Data.
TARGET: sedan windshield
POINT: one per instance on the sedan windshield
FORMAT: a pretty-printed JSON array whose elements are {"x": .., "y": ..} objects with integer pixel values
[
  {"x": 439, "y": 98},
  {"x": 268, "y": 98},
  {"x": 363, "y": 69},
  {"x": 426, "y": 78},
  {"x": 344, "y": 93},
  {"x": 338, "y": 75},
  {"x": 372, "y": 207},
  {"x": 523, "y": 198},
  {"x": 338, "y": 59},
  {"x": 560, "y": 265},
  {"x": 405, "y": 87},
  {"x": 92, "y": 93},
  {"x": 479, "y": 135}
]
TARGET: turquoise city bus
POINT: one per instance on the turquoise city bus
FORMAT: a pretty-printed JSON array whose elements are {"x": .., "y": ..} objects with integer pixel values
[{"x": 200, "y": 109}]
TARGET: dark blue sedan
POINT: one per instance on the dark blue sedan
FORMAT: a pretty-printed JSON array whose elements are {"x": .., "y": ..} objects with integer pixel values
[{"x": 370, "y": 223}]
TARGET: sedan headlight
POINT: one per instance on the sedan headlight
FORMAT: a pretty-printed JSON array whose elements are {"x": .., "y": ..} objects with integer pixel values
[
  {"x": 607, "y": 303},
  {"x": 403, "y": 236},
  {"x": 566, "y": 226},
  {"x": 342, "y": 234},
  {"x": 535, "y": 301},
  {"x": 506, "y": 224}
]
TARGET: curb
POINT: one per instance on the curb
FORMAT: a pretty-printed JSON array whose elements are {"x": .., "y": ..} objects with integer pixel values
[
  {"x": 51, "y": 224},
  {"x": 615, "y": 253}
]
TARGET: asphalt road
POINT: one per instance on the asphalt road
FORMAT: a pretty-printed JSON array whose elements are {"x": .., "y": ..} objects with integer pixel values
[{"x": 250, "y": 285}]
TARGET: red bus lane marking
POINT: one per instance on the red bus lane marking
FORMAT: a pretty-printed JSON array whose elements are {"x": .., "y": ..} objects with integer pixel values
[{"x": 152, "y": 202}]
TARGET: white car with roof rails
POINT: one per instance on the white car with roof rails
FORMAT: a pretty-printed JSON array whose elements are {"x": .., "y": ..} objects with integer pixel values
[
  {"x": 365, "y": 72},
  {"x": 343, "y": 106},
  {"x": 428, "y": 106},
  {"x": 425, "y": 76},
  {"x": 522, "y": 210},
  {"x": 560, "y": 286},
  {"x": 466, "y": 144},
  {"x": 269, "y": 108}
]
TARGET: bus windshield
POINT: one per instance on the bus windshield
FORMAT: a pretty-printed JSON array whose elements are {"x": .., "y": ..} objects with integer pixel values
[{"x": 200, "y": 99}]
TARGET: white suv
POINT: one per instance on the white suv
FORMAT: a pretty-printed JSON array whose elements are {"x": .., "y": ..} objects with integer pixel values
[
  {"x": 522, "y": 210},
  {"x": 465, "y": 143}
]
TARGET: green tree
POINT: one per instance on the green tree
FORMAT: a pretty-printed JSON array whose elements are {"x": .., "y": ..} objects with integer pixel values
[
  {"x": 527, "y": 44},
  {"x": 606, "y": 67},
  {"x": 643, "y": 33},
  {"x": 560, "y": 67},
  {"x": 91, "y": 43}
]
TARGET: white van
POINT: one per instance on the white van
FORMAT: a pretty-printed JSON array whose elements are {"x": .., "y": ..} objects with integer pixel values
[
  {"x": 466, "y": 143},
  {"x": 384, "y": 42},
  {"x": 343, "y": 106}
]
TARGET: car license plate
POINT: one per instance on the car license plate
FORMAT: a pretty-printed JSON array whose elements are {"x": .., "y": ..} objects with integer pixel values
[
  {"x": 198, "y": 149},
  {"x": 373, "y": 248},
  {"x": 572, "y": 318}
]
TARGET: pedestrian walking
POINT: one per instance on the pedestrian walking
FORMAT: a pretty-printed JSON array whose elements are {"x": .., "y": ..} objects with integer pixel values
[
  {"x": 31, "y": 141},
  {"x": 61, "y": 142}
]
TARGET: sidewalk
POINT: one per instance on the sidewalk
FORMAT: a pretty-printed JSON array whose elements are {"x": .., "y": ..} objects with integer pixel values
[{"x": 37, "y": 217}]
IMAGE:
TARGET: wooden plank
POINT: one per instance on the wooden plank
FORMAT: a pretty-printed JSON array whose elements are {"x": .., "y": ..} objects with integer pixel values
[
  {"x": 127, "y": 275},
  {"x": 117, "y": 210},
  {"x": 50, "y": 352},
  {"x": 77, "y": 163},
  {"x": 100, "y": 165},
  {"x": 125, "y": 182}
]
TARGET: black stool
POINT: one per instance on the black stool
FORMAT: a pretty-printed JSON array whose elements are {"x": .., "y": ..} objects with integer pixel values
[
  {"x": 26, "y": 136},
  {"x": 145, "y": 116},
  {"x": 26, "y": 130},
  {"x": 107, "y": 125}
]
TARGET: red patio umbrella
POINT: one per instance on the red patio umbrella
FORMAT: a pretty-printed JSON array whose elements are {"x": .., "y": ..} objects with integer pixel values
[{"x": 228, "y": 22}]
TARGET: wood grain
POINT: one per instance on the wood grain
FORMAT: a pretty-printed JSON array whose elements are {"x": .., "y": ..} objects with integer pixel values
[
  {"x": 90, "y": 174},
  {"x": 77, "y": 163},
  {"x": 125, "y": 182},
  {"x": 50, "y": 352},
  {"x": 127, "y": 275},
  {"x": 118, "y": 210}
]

What to work on. Go through the material above, and wherever a line holds the word "walking", copy it.

Solution to the exercise.
TARGET: pedestrian walking
POINT: one per instance on the pedestrian walking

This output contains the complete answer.